> _Region pointing data_

►

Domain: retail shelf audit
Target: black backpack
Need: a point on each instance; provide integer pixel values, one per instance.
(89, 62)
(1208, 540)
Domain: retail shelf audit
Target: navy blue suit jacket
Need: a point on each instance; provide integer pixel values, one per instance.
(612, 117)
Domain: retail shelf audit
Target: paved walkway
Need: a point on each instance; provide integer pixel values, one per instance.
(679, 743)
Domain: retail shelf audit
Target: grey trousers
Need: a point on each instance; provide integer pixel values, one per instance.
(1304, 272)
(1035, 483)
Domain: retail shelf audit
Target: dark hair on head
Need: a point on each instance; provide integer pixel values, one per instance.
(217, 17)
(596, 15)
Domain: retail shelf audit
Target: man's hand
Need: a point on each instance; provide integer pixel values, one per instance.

◄

> _Required work_
Each entry must be set down exactly as it appears.

> _Answer box_
Domain: retail shelf audit
Target: black backpack
Need: a point on each instance; provide integer pixel values, one per instance.
(89, 62)
(1208, 540)
Domain: retail shelf audit
Target: navy blue suit jacket
Need: a point on each instance; provide integer pixel values, one per instance.
(612, 117)
Domain: retail shelf audit
Target: paved walkway
Need: a point on each instance; provide integer pixel values, one per instance.
(679, 743)
Domain: retail shelf audit
Target: grey trousers
Need: a point on each instance; provide integer pixel values, one per instance.
(1304, 272)
(1035, 483)
Domain: retail shelf audit
Target: dark hair on head
Need: a point on each instance; provide integer pixel values, one per instance.
(217, 17)
(596, 15)
Domain: retail shelf audit
Target: man's hand
Need: a point on each instance; provide integer pixel values, one per instance.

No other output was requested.